== Text provided ==

The firmware is the onboard computer system for the satellite. This system is the backbone for communication between systems, allowing for the satellite to function toward our Mission Goals.
Summer 2002:
- Aaron Hall
Michael Wood Mark Mussetter Matthew Garner
This system is centered around a Motorola MC68HC812A4 (HC12) microcontroller. This microcontroller was chosen for its speed, processing power, and build in features such as eight built in Analog to Digital converters, two sets of serial interfaces, multiple interrupts both software and hardware, but mostly because it is the micro controller used in computer engineering here at Montana State University. This chip was supplied complete on a prototype board by Kevin Ross of the Seattle Robotics Society.
We are using Integrated
Device Technology CMOS Supersync FIFO IDT72291which is 128KBytes.
This memory was chosen because of its conveinient physical and memory size
and the FIFO (First-In First-Out) eases the programming and interface significantly.
With the memory chosen the housekeeping, attitude, and payload data must
share the 150KBytes that we have available.
The system is written to use a main loop that is as small as possible, in this case the main loop consists of listening to the receiver and seeing if the state of the battery needs to be changed (i.e. start/stop charging). This loop then is interrupted to do the various other routines that need to be done. The advantage of this is the modularity of the system allows future missions to add interrupt routines (ISR's) without modification of the main loop.
The bitstream or data stream of MEROPE has been set up maximize the available stored data that will fit in the 150 KBytes of memory that we have available. The system has been broken up into three different data sets.

===

Exercise brief. Reproduce the stretch of the satellite firmware description from "The system is" through "different data sets.", word for word.

== Information shown ==

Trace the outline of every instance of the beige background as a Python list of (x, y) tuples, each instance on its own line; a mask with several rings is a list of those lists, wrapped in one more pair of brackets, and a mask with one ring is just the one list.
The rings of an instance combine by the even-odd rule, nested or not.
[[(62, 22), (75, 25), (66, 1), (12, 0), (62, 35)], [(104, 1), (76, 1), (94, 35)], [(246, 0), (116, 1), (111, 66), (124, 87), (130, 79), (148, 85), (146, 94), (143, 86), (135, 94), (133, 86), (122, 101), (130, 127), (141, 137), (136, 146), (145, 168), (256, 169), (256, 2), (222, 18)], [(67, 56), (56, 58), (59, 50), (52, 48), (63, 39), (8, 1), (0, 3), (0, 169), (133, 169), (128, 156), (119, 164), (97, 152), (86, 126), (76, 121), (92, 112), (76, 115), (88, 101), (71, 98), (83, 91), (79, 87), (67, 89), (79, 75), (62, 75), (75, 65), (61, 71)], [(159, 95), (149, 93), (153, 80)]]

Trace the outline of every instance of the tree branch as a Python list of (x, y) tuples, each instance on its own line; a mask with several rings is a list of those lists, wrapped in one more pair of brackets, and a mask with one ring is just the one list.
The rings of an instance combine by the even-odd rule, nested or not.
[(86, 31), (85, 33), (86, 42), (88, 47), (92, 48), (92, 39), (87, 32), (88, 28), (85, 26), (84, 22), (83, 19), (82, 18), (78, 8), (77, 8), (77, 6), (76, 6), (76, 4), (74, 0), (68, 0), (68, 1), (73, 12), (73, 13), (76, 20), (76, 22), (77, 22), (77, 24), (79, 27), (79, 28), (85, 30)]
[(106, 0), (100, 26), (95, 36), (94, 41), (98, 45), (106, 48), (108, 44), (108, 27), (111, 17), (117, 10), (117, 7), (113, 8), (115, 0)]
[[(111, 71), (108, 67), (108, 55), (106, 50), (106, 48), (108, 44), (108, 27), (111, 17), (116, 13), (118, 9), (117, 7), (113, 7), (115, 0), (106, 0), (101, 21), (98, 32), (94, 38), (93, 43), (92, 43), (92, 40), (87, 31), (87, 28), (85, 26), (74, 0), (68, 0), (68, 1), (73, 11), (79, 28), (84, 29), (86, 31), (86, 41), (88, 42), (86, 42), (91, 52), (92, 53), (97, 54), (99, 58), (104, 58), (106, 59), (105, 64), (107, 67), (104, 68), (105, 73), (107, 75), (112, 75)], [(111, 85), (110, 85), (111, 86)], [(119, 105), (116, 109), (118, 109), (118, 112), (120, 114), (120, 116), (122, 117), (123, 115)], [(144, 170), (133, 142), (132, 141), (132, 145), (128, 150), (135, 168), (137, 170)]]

===

Solution to this task.
The system is written to use a main loop that is as small as possible, in this case the main loop consists of listening to the receiver and seeing if the state of the battery needs to be changed (i.e. start/stop charging). This loop then is interrupted to do the various other routines that need to be done. The advantage of this is the modularity of the system allows future missions to add interrupt routines (ISR's) without modification of the main loop.
The bitstream or data stream of MEROPE has been set up maximize the available stored data that will fit in the 150 KBytes of memory that we have available. The system has been broken up into three different data sets.